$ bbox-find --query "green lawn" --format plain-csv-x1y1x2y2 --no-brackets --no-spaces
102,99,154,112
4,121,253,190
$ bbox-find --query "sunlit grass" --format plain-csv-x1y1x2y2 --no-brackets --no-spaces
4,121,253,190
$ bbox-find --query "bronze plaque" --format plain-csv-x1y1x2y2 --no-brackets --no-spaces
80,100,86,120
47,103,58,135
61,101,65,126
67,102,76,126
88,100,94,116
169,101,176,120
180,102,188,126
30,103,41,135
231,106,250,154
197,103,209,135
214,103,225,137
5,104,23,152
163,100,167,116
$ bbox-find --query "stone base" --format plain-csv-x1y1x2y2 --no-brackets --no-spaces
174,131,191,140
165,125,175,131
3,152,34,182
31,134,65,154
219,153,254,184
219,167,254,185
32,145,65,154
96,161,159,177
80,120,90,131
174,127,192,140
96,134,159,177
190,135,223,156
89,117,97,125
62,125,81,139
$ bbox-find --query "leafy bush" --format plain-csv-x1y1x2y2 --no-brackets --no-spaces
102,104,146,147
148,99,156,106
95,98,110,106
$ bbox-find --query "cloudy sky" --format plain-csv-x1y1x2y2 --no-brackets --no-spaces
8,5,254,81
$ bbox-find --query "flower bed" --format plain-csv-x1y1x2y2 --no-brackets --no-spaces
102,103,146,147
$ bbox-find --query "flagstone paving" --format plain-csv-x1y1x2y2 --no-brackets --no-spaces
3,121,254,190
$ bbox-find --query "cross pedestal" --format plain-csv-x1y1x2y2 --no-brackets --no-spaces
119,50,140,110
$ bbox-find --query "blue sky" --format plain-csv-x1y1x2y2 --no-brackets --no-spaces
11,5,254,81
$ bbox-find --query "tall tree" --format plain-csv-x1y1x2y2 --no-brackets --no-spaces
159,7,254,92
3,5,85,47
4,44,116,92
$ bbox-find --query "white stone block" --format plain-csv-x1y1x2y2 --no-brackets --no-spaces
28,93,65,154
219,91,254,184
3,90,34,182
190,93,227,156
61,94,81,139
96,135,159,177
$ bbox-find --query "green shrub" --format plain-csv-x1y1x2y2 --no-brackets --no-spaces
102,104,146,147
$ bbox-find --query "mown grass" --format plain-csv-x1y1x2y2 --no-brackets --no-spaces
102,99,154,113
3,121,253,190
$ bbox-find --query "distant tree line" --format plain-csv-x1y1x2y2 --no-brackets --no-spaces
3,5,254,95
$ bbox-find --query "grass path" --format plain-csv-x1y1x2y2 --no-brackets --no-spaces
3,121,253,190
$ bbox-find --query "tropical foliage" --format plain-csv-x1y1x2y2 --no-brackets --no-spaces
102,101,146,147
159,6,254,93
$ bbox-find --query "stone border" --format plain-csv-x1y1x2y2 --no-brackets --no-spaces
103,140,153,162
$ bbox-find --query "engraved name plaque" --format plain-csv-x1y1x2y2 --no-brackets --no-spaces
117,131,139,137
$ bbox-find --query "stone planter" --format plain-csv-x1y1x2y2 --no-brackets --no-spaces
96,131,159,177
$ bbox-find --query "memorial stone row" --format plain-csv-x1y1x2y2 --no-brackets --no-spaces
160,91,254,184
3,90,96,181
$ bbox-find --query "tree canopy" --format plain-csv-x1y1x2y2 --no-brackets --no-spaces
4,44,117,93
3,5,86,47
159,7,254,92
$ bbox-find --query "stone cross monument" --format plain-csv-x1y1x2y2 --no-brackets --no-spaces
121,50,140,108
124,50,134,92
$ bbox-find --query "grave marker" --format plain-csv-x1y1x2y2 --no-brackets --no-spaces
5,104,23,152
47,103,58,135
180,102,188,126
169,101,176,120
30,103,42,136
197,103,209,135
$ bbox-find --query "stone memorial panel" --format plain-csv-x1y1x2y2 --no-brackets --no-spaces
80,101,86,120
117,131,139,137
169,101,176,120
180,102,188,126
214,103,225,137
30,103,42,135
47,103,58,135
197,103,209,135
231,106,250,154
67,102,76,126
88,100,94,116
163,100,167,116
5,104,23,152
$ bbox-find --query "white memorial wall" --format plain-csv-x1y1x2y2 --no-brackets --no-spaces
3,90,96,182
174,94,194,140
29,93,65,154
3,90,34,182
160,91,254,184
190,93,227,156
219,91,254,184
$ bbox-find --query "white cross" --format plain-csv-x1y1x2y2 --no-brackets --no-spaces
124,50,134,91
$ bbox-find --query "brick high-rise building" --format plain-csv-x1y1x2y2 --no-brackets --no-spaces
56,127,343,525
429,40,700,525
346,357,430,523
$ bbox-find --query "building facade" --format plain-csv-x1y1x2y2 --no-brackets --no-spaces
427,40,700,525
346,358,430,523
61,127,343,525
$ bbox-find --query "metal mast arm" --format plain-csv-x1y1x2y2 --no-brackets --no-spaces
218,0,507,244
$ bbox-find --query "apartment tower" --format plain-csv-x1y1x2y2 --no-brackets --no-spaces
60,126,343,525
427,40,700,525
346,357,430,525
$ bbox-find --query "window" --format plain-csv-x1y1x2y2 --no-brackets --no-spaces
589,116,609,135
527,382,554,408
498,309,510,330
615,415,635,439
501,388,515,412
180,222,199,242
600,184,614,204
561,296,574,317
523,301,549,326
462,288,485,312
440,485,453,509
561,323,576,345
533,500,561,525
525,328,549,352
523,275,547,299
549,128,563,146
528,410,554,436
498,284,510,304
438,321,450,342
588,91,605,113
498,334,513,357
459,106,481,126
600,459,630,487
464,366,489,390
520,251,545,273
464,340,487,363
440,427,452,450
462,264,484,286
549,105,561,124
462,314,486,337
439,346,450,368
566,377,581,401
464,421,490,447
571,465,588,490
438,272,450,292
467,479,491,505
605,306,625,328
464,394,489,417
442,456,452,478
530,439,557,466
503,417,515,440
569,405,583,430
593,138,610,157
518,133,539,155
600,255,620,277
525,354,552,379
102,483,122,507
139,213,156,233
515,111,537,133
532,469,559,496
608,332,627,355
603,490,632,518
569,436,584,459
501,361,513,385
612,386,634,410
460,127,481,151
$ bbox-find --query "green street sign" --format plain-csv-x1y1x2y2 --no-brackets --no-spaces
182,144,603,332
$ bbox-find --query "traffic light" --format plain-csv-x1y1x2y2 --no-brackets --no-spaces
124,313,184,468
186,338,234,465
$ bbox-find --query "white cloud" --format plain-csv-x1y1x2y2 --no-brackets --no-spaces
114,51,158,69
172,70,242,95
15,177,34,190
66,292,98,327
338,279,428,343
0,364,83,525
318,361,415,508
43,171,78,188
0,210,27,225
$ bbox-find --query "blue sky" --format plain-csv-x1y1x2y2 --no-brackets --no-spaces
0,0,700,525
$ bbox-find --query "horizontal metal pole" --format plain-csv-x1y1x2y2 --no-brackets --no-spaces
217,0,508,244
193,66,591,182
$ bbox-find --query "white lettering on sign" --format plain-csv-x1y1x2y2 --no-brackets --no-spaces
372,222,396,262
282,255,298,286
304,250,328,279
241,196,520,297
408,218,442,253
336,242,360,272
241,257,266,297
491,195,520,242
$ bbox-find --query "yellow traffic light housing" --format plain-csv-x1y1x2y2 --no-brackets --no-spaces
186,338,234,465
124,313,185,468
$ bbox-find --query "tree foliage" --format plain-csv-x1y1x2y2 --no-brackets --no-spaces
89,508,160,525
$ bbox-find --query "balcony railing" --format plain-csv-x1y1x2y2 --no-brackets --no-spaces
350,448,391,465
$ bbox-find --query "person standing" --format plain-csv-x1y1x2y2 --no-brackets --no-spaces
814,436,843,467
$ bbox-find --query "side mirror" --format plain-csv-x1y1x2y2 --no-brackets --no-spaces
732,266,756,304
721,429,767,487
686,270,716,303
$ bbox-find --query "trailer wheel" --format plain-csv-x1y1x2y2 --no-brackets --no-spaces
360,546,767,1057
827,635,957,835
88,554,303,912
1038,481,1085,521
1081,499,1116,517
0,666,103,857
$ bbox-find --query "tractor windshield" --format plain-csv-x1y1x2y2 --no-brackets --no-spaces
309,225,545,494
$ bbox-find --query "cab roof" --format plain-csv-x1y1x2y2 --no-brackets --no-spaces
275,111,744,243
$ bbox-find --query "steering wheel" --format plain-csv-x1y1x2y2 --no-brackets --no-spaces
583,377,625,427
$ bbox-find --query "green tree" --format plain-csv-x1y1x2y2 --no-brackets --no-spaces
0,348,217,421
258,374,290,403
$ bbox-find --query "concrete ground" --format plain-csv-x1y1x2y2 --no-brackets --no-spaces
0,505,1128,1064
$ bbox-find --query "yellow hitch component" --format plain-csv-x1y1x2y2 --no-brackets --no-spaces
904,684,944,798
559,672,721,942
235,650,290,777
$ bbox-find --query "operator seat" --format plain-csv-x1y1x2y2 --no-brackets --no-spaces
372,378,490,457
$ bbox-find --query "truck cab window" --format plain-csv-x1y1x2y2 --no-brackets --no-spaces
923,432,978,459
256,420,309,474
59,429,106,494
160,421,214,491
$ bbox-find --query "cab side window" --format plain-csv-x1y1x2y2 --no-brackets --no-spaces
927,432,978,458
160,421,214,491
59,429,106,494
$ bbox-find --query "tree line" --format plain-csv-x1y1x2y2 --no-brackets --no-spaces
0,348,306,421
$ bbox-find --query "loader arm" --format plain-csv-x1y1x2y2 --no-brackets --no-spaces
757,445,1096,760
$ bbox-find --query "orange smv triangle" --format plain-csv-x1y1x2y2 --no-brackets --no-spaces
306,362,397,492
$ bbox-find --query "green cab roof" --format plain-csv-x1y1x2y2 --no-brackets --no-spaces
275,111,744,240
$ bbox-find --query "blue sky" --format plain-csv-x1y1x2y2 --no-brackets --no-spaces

GIVEN EXERCISE: Tally the lines in the entries above that contain the string "memorial", treating uppercase and lowercase letters as distinct, and give only the resulting number.

SOLUTION TO THE EXERCISE: 3